|
11’inci Cumhurbaşkanı Abdullah Gül’ün militan elçi ile manidar görüşmesi yakışıksız olmuştur

Osman Kavala’nın serbest bırakılması için hazırlanan ortak bildiriye imza atan 10 büyükelçi arasında yer alan Finlandiya Büyükelçisi Ari Maki, 11. Cumhurbaşkanı Abdullah Gül ile oldukça manidar bir görüşme gerçekleştirdi. Mari, görüşmeye ilişkin paylaşımında “Eski Cumhurbaşkanı Abdullah Gül ile bugün Türkiye üzerine iyi bir görüşme gerçekleştirdik” ifadesini kullandı, fotoğraf karesi paylaştı. İki tarafta görüşmenin içeriği konusunda bir açıklama yapmadı. Bana göre açıklama yapmalarına gerekte yoktu. Zira Finlandiya Büyükelçisi ABD Büyükelçisinin başını çektiği diğer 9 militan büyükelçi ile birlikte diplomatik teamüller dışında Yargıya ve Dışişleri Bakanlığına talimat verme hadsizliğine kalkışmışlardı. Halen “Askeri ve siyasal casusluk” suçundan tutuklu bulunan Osman Kavala’nın derhal serbest bırakılmasını diplomasinin yerleşik kuralları dışında, ‘’Türkiye’nin egemenlik haklarını açık şekilde ihlal edecek davranışlarla bulunan büyükelçiler, Viyana Sözleşmesi’yle yüzleşmek zorunda kalacaklar. Diplomaside, persona non grata (istenmeyen adam) ilanı, son seçenek. Ancak bu seçeneğe kadar aşama aşama uygulanabilecek diplomatik hamleler bulunuyor.
◇ ◇ ◇ ◇
Görevler:
1. Verilen metinde adı geçen tüm ülkeleri lütfen sıralayın.
2. Verilen metinde yazar, iki tarafın görüşmenin içeriği hakkında açıklama yapmasına neden gerek görmüyor?

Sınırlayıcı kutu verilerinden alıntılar
◇ ◇ ◇ ◇
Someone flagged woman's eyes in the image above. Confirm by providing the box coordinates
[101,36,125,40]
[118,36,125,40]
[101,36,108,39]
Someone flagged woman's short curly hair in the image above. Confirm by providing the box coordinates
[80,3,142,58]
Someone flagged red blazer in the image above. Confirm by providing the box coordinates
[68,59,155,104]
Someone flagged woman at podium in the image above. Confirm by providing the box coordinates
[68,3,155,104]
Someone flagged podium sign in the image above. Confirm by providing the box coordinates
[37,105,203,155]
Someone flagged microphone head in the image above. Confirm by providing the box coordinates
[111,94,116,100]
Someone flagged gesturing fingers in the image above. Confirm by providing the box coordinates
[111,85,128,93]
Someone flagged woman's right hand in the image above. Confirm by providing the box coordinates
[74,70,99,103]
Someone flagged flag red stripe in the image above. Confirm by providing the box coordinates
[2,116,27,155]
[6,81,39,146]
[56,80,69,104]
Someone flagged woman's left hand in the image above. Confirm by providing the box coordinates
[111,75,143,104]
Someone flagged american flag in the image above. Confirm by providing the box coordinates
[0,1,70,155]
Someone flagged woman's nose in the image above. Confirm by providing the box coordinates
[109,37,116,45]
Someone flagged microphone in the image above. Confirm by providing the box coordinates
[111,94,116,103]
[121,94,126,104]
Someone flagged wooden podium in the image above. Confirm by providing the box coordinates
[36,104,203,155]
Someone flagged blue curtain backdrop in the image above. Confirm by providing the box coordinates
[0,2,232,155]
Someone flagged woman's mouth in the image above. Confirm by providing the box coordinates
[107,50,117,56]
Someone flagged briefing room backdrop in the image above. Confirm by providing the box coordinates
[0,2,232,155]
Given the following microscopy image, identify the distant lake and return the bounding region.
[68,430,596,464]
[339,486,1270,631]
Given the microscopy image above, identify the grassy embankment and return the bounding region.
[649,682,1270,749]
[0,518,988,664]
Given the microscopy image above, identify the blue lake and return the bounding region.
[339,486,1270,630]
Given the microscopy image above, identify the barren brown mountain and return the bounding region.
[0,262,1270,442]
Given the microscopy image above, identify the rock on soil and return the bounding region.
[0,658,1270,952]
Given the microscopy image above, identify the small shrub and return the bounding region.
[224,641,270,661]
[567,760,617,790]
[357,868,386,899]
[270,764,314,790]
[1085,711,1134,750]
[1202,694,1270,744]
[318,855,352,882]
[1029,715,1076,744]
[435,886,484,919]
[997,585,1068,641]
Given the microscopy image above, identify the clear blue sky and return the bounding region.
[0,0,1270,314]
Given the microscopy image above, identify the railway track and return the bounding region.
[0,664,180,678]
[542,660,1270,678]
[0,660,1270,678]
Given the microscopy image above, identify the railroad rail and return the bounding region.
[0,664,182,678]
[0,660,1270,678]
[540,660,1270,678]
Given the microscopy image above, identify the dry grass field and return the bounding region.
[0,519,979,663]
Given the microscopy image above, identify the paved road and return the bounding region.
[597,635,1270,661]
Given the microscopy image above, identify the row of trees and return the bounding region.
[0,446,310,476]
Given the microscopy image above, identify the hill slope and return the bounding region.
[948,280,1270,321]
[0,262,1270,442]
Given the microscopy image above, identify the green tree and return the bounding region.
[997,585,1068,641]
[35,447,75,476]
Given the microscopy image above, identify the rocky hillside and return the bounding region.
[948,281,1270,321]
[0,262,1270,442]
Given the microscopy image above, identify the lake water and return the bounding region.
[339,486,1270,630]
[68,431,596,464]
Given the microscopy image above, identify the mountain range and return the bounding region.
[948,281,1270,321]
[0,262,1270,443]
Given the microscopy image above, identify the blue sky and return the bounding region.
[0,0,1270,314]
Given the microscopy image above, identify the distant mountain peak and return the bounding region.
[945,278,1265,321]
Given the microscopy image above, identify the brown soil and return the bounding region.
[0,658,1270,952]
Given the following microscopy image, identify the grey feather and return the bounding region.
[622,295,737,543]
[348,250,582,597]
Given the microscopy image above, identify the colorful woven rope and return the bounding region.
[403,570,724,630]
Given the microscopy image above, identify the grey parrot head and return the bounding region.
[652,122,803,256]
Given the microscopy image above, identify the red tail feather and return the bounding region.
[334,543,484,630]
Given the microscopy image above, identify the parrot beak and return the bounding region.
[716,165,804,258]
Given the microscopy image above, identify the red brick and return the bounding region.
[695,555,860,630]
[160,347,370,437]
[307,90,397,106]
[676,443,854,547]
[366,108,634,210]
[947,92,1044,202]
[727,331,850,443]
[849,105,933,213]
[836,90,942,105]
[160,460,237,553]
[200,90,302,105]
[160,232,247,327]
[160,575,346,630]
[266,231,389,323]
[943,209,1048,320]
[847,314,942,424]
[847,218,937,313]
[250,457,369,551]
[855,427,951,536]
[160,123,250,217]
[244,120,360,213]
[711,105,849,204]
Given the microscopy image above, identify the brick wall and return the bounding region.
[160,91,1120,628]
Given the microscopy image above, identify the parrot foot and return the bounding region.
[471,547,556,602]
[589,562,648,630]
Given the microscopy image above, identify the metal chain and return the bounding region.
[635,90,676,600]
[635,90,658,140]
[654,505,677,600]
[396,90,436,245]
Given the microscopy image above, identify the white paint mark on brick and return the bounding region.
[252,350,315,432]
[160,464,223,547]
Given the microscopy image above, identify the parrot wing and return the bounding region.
◇ ◇ ◇ ◇
Alıştırma Çözümleri:
1. Finlandiya, Türkiye, ABD

2. Finlandiya Büyükelçisi, ABD Büyükelçisinin başını çektiği diğer 9 büyükelçiyle birlikte diplomatik teamüller dışında Yargıya ve Dışişleri Bakanlığına talimat vermeye kalkışmıştı. Yazar bu yüzden bir açıklamaya gerek olmadığını düşünüyor.